*TEXT:*
Es ist jetzt in der Schule. Nun passiert es, das der Hauptverdiener der Familie arbeitslos wird und eine neue Stelle in einem anderen Bundesland annehmen muss. Das Kind wird nun mit dem Schul- und Lehrplan eines der anderen 15 Bundesländer konfrontiert und muss sich nun entweder den Stoff noch einmal anhören oder verpasst den Anschluss. Trotzdem ergattert es eine Bildungsempfehlung für eine höhere Schule. Vielleicht wird in dem entsprechenden Bundesland etwas weniger sozial ausgesiebt, als in anderen Ländern. Fortan verlängert sich der Schulweg um bis zu 2 Stunden täglich, weil der Schulnetzplan des jeweiligen Landes das für zumutbar hält. Schließlich kostet ein dichteres Schulnetz mehr Geld.
Da sitzt also der Lehrer in spe 2 Stunden täglich in einem Bus, eine für Kinder sicher verlockende Vorstellung. In diesen zwei Stunden kann es weder Hausaufgaben machen, noch Vereinsaktivitäten nachgehen. Wozu das führt kann man an den vielen dörflichen Sportvereinen sehen, die keine Jugendabteilung mehr haben.
Das Kind macht nun seinem Abschluss und ist mit der Frage konfrontiert, welche Laufbahn es einschlagen soll. Natürlich könnte es eine Lehre antreten, aber es entscheidet sich trotz der Aussicht auf unbezahlte Praktika und einer eher schleppenden Bearbeitung von BAföG-Anträgen für das Lehramtsstudium. Es trifft auf ein Ausbildungssystem, in dem es an Betreuern fehlt, weil zu wenige davon eingestellt werden können, diese immer wieder wechseln, weil sie nur durch befristete Verträge gebunden sind und praktische Aspekte der angestrebten Tätigkeit erst sehr spät auftauchen.

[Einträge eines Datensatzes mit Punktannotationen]
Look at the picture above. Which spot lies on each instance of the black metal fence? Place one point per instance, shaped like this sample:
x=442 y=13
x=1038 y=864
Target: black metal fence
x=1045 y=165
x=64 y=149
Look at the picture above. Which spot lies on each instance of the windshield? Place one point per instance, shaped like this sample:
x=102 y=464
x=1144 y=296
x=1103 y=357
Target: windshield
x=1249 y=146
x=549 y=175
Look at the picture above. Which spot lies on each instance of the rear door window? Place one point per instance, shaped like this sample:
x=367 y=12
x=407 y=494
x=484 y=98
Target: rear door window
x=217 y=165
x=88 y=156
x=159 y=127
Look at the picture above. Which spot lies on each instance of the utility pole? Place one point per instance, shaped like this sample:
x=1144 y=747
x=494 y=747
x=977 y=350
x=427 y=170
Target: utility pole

---

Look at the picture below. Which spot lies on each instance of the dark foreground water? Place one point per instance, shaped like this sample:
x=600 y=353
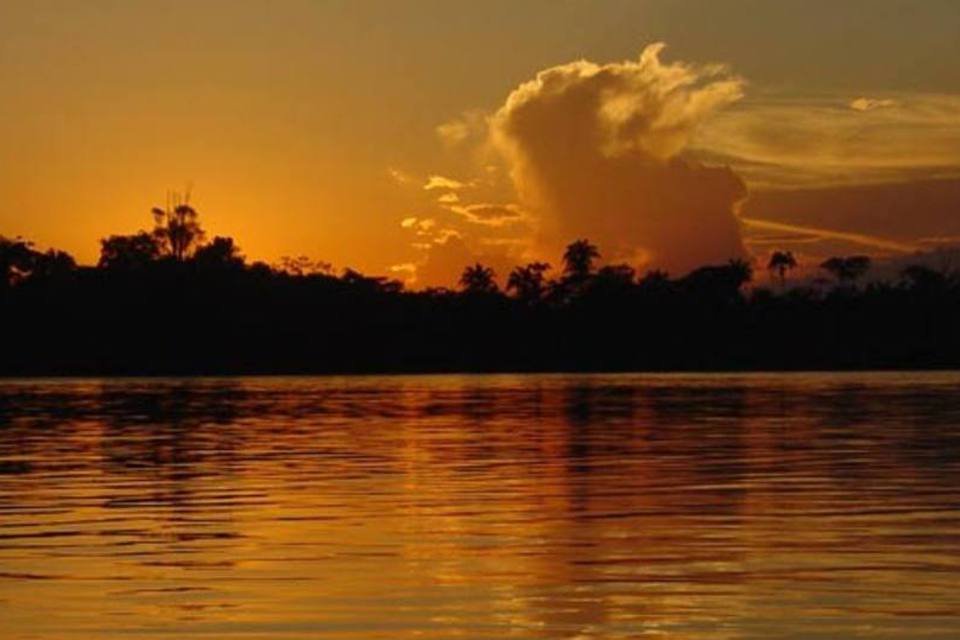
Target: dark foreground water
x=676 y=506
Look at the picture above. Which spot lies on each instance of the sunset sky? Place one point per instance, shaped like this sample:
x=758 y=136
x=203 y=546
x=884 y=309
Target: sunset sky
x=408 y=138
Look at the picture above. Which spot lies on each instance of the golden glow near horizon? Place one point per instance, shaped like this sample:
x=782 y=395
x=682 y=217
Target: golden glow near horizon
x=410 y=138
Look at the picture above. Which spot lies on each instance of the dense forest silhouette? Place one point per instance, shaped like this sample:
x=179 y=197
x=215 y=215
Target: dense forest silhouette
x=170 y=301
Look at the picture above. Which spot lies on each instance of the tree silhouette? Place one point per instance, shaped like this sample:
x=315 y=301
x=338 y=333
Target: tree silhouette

*AUFGABE 1:*
Um wie viel verlängert sich laut dem Text über den Weg ins Lehramt der tägliche Schulweg des Kindes?
*AUFGABE 2:*
Führe den Text über den Weg ins Lehramt im Anschluss an seinen letzten Satz weiter.
Die Einträge spielen dabei keine Rolle.

*SCHRIFTLICHE ANTWORT 1:*
Um bis zu 2 Stunden täglich.

*SCHRIFTLICHE ANTWORT 2:*
Nun sucht der angehende Lehrer nach einer Stelle für sein Referendariat. Im schönen Sachsen musste er dafür einen Notendurchschnitt über 2,0 haben, hat er aber nicht. Also findet das Referendariat in einem anderen Bundesland statt. Er lernt dort das Schulwesen kennen und knüpft erste Kontakte mit Kollegen. In besagtem Bundesland werden Lehrer besser bezahlt als in Sachsen. Das trifft übrigens auf alle anderen Bundesländer zu. Sie bekommen unbefristete Arbeitsverträge und werden teilweise sogar verbeamtet. Es ergeben sich also nicht wenige Gründe für den Lehrer, Sachsen den Rücken zu kehren und es bedarf gewaltiger Anreize, ihn wieder zurückzuholen.
Der Lehrermangel ist in Sachsen hausgemacht. An keiner der genannten Stationen hat sich der Freistaat konsequent um eine konkrete Lösung bemüht oder gar verdient gemacht. Nach wie vor haben wir selbst im öffentlichen Dienst eine Vielzahl von Befristungen, nach wie vor tun die Regierungsparteien nichts, um prekären Beschäftigungsverhältnissen Einhalt zu gebieten und stellt damit die Zukunft von Millionen jungen Mitbürgern in Frage. Nach wie vor bestehen die Lücken im Schulnetz, die lange Anfahrtswege verursachen.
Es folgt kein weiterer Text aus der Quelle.